**DIRECTIONS FOR THIS TASK**: Reproduce the items from the line with "point: shirt collar" through the end of the items, leaving nothing out.

* * *

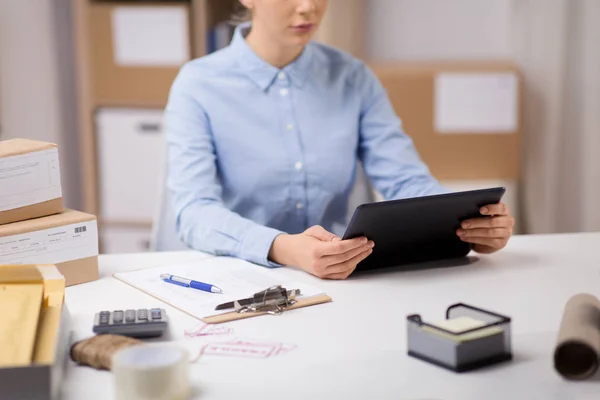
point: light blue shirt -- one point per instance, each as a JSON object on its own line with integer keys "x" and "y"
{"x": 255, "y": 151}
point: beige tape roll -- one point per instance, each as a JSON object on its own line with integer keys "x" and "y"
{"x": 577, "y": 351}
{"x": 151, "y": 372}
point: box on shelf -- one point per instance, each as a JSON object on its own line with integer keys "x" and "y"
{"x": 69, "y": 240}
{"x": 29, "y": 180}
{"x": 463, "y": 117}
{"x": 137, "y": 50}
{"x": 123, "y": 133}
{"x": 34, "y": 347}
{"x": 125, "y": 239}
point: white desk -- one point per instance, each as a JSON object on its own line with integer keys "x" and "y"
{"x": 355, "y": 348}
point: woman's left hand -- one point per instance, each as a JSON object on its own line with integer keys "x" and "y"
{"x": 491, "y": 233}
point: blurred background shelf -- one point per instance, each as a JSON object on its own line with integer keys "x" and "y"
{"x": 106, "y": 68}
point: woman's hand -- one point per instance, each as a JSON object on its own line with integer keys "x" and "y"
{"x": 488, "y": 234}
{"x": 320, "y": 252}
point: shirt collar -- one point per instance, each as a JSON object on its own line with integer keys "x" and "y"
{"x": 261, "y": 72}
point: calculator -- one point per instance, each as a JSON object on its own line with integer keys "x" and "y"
{"x": 141, "y": 323}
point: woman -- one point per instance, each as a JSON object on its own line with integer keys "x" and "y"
{"x": 264, "y": 137}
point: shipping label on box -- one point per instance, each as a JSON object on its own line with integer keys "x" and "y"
{"x": 29, "y": 179}
{"x": 51, "y": 246}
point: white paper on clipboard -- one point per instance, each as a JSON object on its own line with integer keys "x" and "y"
{"x": 150, "y": 36}
{"x": 476, "y": 103}
{"x": 237, "y": 278}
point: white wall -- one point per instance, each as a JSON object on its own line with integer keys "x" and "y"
{"x": 439, "y": 29}
{"x": 36, "y": 81}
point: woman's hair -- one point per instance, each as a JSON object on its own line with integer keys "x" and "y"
{"x": 240, "y": 13}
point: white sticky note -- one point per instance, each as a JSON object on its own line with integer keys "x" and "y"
{"x": 150, "y": 36}
{"x": 476, "y": 103}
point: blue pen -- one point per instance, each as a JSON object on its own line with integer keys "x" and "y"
{"x": 177, "y": 280}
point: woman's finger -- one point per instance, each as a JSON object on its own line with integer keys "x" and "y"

* * *

**PROBLEM SOLUTION**:
point: shirt collar -- one point per instance, each as a JSON object on its own line with integer keys "x" and "y"
{"x": 261, "y": 72}
point: calculator -- one point per instance, each as a JSON object on its own line with integer keys "x" and "y"
{"x": 141, "y": 323}
point: woman -- one point per instance, each as a JSON object on its own line with integer keys "x" and "y"
{"x": 264, "y": 137}
point: shipping label on box -- one point per instance, each as a JSON object on its own line with integer keys "x" and "y"
{"x": 29, "y": 179}
{"x": 51, "y": 246}
point: white paper on clipboard -- one point per instance, each as a JSON object on its own line with integer keys "x" and "y"
{"x": 150, "y": 36}
{"x": 476, "y": 103}
{"x": 237, "y": 278}
point: white wall -- one point per instance, each as a JSON object on its own line with integer keys "x" and "y"
{"x": 439, "y": 29}
{"x": 36, "y": 81}
point: woman's hair -- one point per instance, each as a JSON object on its own line with integer keys "x" and "y"
{"x": 240, "y": 13}
point: white sticky note -- one point per instance, each as a JSON object on its own line with integer keys "x" and "y"
{"x": 150, "y": 36}
{"x": 476, "y": 103}
point: blue pen -- one point per instance, each as a JSON object on its own line with integer keys "x" and "y"
{"x": 177, "y": 280}
point: woman's finger -- one point per instance, each as a JSON object on its own line with integer keys "x" and "y"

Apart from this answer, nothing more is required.